• [Your objective] Please find every line in the listing below that contains the string "metal" and copy each of those lines. Case counts when matching.

════════

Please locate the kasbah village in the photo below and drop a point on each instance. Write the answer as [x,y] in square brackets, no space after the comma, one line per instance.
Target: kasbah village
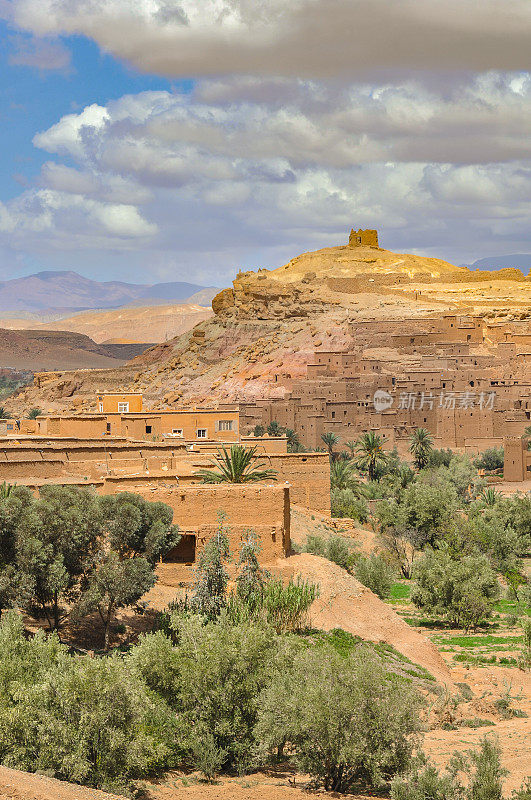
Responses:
[302,367]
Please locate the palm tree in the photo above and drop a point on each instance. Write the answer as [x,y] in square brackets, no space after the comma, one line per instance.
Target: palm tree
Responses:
[330,440]
[274,429]
[294,445]
[239,465]
[342,476]
[421,445]
[370,453]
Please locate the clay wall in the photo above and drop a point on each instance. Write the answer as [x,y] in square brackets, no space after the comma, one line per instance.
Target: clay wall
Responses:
[196,509]
[119,402]
[187,425]
[517,459]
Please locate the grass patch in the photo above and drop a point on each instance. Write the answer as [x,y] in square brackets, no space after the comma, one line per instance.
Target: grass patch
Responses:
[477,722]
[344,643]
[400,591]
[481,641]
[512,607]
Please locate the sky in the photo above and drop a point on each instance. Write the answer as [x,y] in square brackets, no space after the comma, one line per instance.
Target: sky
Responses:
[160,140]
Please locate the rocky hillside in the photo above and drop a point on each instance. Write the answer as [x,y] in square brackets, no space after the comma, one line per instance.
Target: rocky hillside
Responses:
[267,325]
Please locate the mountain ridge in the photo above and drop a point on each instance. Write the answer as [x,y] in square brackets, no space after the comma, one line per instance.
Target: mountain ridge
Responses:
[66,291]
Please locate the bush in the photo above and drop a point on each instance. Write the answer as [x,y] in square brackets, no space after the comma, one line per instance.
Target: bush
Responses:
[458,589]
[490,459]
[335,549]
[484,778]
[213,679]
[426,784]
[90,721]
[375,573]
[347,721]
[286,606]
[346,503]
[439,458]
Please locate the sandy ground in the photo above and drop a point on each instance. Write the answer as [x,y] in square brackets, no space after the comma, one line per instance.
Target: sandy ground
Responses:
[343,603]
[15,785]
[514,735]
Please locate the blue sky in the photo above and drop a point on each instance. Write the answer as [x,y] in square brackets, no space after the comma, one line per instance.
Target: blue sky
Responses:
[33,99]
[156,140]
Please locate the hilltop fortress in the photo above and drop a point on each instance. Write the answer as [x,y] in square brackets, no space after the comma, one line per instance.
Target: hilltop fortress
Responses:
[359,238]
[310,343]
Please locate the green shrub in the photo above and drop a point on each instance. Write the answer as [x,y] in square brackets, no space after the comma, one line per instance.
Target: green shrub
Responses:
[375,573]
[90,721]
[346,503]
[484,778]
[490,459]
[460,590]
[286,606]
[347,721]
[335,549]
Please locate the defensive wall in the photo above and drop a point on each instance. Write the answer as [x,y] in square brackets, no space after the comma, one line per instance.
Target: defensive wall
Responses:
[262,508]
[308,474]
[447,373]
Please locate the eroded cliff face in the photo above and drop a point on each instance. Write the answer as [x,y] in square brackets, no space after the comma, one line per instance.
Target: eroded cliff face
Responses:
[266,327]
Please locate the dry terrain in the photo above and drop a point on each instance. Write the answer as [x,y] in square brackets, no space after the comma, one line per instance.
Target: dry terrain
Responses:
[267,326]
[345,603]
[36,350]
[131,324]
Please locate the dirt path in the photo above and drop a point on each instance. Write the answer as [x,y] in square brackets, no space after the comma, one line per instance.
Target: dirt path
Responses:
[15,785]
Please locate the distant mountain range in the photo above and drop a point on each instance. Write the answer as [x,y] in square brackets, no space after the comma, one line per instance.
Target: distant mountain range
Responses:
[517,260]
[66,291]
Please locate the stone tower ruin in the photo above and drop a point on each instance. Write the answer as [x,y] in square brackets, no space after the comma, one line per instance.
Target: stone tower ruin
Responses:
[368,238]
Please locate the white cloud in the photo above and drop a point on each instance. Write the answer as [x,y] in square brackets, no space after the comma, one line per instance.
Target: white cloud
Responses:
[242,173]
[55,219]
[312,38]
[42,54]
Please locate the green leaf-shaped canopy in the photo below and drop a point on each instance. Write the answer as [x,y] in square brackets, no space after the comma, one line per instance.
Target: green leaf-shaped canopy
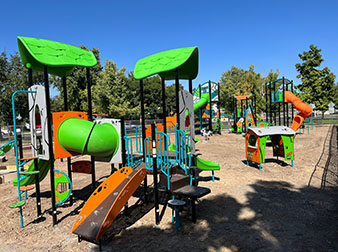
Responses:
[165,64]
[60,58]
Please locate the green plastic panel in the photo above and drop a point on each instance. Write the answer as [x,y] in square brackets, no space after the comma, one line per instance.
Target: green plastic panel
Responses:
[165,63]
[262,146]
[207,165]
[18,204]
[288,147]
[85,137]
[43,166]
[60,58]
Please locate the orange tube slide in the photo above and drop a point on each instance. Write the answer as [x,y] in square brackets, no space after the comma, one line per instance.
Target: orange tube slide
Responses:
[305,110]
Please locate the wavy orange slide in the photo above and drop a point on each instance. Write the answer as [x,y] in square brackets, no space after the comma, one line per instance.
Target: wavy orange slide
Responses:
[305,110]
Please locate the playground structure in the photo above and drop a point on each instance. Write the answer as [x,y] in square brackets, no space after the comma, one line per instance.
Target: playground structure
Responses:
[245,114]
[281,137]
[73,134]
[153,149]
[213,101]
[76,133]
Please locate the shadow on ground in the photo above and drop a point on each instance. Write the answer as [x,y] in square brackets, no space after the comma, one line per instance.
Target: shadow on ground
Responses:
[275,217]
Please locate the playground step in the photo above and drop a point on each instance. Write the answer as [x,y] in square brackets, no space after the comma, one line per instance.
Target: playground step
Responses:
[27,158]
[137,156]
[18,204]
[29,173]
[26,188]
[178,180]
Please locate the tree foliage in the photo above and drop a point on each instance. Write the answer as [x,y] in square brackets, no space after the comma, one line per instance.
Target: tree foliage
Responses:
[317,85]
[77,85]
[110,94]
[13,77]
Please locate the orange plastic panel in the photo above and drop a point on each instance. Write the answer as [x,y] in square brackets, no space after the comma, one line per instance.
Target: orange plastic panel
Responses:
[101,193]
[58,118]
[82,166]
[122,199]
[252,153]
[171,121]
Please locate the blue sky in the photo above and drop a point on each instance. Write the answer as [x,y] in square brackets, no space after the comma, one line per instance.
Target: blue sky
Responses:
[269,34]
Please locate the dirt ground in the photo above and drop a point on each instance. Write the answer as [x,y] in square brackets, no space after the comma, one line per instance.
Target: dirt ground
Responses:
[278,208]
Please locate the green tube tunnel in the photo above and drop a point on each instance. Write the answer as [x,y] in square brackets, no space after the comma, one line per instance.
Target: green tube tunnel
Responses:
[86,137]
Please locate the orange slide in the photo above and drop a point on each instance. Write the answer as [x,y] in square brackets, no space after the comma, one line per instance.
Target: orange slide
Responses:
[305,110]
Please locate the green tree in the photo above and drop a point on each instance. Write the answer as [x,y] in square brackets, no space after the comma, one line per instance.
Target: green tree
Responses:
[317,85]
[77,84]
[237,81]
[111,91]
[13,77]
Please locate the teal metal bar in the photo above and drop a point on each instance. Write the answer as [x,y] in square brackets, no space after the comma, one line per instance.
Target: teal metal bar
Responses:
[16,148]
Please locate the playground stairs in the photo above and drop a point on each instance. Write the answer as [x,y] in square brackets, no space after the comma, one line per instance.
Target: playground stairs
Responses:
[177,179]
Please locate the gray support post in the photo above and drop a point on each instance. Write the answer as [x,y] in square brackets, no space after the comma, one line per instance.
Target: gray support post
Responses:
[69,164]
[292,104]
[284,121]
[210,107]
[145,183]
[219,108]
[266,103]
[157,211]
[90,118]
[200,110]
[163,107]
[177,89]
[50,144]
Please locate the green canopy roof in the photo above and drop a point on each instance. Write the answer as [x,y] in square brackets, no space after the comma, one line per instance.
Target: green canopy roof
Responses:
[165,63]
[60,58]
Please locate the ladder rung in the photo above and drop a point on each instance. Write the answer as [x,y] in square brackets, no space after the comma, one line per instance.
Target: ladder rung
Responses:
[18,204]
[27,158]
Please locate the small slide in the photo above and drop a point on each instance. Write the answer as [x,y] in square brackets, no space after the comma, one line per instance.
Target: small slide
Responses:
[106,202]
[206,165]
[6,148]
[86,137]
[43,167]
[305,110]
[201,102]
[172,120]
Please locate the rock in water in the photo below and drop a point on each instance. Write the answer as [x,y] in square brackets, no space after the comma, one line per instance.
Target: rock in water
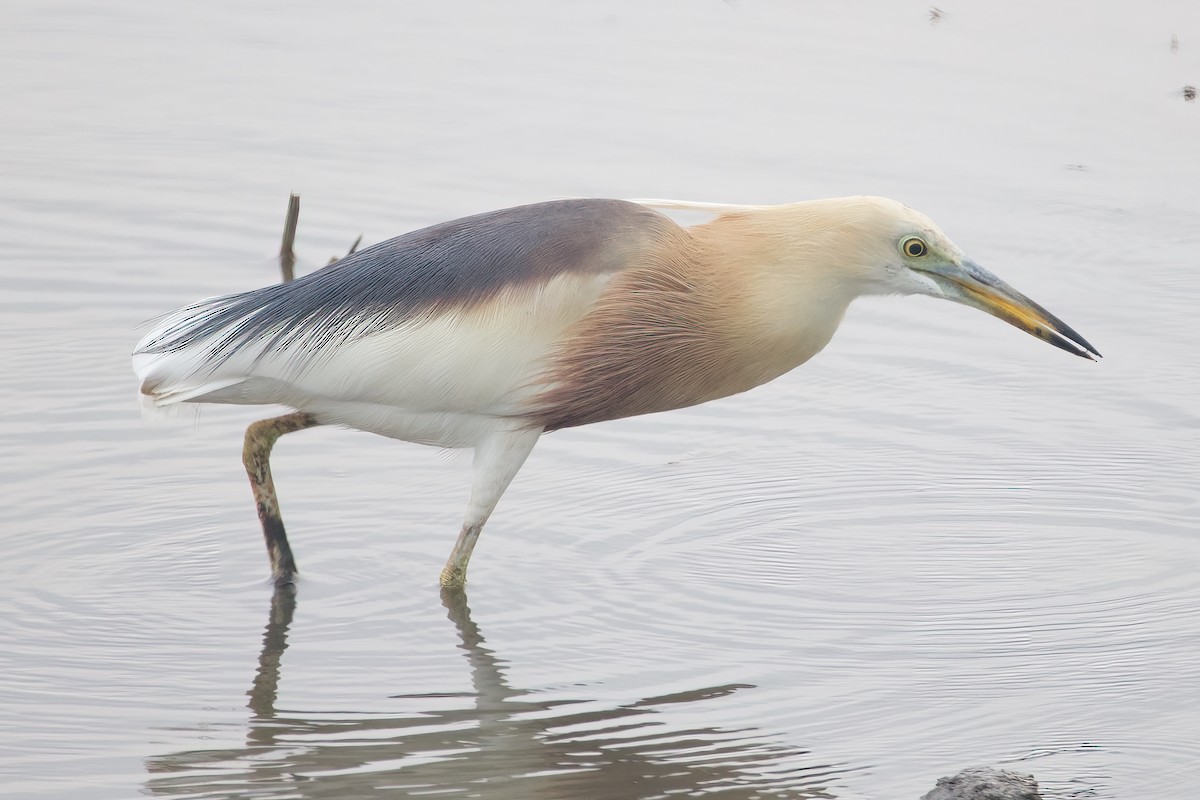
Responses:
[985,783]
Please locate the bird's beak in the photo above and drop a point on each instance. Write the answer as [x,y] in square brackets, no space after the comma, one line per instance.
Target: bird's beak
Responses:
[973,286]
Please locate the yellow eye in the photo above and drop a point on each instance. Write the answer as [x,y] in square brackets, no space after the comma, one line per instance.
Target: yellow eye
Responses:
[913,247]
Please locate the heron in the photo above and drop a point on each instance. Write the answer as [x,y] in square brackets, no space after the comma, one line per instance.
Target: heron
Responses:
[487,331]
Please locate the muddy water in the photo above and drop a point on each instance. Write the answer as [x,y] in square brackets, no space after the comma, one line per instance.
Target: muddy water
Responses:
[941,543]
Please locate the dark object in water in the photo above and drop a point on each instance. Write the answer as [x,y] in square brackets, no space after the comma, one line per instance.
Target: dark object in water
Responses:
[985,783]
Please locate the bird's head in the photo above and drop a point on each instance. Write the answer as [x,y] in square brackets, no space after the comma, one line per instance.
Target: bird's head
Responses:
[910,254]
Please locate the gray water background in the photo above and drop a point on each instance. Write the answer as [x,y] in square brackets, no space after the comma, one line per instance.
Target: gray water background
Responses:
[940,543]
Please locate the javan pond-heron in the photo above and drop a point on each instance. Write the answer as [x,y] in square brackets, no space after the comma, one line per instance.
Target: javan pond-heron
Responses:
[491,330]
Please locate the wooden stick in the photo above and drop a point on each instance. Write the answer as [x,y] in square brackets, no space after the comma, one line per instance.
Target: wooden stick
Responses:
[287,254]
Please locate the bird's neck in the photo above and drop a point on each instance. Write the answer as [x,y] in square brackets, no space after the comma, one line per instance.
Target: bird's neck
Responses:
[785,300]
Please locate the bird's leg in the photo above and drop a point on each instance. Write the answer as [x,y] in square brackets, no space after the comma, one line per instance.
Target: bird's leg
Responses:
[497,459]
[256,455]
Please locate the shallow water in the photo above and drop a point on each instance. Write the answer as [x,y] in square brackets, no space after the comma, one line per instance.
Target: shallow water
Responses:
[940,543]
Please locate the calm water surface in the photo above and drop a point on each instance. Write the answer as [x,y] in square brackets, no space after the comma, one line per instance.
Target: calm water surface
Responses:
[941,543]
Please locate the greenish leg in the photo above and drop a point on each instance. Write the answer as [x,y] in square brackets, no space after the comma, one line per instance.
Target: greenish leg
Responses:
[256,455]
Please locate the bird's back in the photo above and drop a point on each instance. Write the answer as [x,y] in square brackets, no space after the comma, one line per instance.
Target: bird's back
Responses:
[455,318]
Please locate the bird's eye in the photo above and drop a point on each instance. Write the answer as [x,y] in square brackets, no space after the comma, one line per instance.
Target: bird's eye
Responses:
[913,247]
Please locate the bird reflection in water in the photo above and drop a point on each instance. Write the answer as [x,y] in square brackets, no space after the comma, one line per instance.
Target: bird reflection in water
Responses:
[495,741]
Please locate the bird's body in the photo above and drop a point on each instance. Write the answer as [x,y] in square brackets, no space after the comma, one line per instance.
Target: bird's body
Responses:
[487,331]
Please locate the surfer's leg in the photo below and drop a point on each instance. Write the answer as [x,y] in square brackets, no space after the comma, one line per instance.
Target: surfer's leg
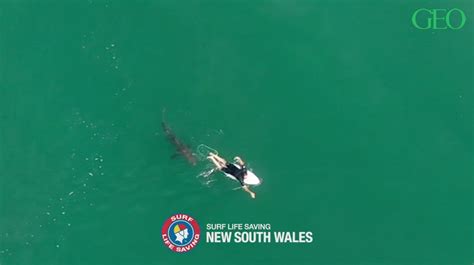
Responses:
[216,162]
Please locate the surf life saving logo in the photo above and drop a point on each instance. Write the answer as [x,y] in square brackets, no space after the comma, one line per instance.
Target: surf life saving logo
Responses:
[180,233]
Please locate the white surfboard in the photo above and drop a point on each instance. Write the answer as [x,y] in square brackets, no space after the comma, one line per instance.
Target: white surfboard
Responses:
[250,178]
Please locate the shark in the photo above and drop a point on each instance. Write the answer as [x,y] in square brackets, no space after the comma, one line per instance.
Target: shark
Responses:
[181,148]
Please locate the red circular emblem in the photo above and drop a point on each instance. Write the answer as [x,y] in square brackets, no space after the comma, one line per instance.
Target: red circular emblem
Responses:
[180,233]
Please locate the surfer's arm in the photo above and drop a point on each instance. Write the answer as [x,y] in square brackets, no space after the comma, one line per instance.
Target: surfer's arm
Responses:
[239,160]
[246,188]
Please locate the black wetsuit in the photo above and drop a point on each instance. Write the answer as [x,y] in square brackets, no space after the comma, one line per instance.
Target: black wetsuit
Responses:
[237,172]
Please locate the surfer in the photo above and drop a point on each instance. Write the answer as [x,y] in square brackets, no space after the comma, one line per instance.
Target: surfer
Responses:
[236,170]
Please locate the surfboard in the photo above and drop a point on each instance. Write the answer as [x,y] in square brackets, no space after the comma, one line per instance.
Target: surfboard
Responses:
[250,179]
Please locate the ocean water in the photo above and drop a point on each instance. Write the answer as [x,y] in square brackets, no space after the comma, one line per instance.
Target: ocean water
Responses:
[359,124]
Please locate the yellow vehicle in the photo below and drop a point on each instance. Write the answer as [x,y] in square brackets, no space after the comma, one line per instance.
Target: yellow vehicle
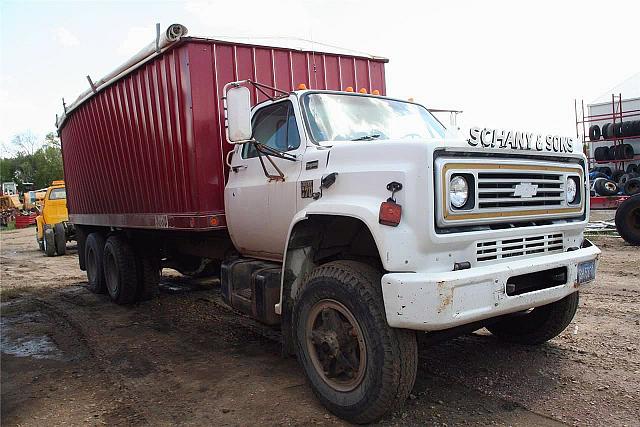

════════

• [Right answer]
Please locate the teal metal bar in the photo above and drop a point on each instance. Write the answer as [x,y] in square brackets, no space after the comma, one line per instance.
Target: teal metal bar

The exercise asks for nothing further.